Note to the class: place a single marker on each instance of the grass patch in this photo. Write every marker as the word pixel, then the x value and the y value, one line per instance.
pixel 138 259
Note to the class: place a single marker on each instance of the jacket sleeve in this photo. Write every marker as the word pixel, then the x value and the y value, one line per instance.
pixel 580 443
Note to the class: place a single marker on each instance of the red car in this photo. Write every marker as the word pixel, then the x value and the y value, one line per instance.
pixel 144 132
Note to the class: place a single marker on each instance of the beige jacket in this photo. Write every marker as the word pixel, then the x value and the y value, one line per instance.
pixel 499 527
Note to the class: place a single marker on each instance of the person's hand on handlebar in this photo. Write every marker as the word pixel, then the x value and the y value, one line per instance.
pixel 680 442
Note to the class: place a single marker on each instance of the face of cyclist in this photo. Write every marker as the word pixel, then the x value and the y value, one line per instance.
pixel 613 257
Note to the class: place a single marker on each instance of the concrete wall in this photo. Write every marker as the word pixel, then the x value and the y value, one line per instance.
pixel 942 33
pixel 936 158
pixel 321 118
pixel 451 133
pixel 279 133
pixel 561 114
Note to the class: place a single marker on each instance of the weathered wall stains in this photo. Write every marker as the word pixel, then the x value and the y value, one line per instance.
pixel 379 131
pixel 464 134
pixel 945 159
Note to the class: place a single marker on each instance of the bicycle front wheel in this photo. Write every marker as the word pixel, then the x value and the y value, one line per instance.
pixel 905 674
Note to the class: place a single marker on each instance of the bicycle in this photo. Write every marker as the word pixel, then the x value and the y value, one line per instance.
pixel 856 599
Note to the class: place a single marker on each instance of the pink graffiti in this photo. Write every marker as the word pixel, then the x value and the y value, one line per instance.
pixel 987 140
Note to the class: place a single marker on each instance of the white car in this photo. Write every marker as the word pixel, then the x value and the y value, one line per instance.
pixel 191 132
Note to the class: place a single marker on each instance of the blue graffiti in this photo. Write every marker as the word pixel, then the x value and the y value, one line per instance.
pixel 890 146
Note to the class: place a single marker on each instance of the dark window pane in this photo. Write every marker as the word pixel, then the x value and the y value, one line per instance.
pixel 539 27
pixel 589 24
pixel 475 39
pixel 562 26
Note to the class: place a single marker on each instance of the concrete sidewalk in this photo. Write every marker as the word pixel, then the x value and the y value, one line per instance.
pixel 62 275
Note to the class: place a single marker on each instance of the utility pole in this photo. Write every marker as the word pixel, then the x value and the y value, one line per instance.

-.-.-

**Problem requirements**
Print from the line containing "of the dark" to the last line above, exactly as written.

**The solution**
Note to the class: place a single marker on each instance of the dark window pane in this photo. Write every marker as the word pixel, then the x value and the y value, one line per instance.
pixel 539 27
pixel 589 24
pixel 475 39
pixel 562 26
Note to the class: place a single marker on each instance of the concrete sidewalk in this photo. Write every marker as the word pixel, then the x value and the y value, one line per instance.
pixel 62 275
Note to the class: place a single marker on each instance of the utility pole in this photo. Write every marker as the word pixel, then the x value and the y value, one line per instance.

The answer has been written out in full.